## GIVEN REQUEST
Count the lines in the listing below that contain the word "draw", treating case as significant, and reply with only that number.

────────

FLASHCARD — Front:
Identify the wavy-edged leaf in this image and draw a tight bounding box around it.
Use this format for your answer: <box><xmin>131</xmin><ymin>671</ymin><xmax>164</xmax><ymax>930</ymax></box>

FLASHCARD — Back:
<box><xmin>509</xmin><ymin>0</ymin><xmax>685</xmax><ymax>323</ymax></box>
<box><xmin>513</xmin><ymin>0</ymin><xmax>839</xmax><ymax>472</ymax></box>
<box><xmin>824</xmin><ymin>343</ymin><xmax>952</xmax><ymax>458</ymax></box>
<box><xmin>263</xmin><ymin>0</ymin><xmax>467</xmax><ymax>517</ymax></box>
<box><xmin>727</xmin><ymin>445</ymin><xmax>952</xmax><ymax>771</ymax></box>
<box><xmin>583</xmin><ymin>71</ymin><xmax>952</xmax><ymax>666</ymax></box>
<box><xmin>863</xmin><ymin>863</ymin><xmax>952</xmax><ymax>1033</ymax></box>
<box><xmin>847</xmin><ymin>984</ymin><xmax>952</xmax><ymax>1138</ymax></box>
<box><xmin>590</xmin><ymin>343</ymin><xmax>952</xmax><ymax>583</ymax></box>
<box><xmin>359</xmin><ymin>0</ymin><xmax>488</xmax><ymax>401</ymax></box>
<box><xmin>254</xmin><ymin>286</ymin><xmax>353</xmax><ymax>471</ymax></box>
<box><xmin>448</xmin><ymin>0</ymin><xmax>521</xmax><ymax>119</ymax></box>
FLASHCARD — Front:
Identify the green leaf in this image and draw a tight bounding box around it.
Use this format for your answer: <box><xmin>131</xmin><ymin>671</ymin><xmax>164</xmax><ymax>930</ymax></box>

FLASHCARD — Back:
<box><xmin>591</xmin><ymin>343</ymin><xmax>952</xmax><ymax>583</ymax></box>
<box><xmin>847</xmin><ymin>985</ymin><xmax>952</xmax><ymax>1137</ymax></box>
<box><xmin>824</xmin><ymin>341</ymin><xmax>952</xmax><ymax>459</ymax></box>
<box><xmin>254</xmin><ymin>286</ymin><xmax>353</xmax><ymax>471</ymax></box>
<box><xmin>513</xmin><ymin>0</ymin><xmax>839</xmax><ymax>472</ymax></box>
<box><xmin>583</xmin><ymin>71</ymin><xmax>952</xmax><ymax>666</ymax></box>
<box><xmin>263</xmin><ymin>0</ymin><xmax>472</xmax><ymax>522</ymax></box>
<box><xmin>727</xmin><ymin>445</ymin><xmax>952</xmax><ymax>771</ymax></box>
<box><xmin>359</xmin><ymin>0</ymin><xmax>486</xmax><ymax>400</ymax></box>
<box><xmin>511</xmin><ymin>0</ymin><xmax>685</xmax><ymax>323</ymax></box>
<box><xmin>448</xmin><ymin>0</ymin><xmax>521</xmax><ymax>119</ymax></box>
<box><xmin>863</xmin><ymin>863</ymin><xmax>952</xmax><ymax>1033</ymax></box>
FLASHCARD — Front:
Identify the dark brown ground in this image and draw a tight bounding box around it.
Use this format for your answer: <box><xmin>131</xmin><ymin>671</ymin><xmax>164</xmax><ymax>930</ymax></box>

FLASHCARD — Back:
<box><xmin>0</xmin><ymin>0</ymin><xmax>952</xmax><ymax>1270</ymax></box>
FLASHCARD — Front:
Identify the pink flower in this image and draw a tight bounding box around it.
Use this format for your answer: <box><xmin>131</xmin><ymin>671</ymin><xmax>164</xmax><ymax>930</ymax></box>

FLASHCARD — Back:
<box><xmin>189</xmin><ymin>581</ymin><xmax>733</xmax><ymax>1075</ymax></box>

────────

## WRITTEN ANSWER
4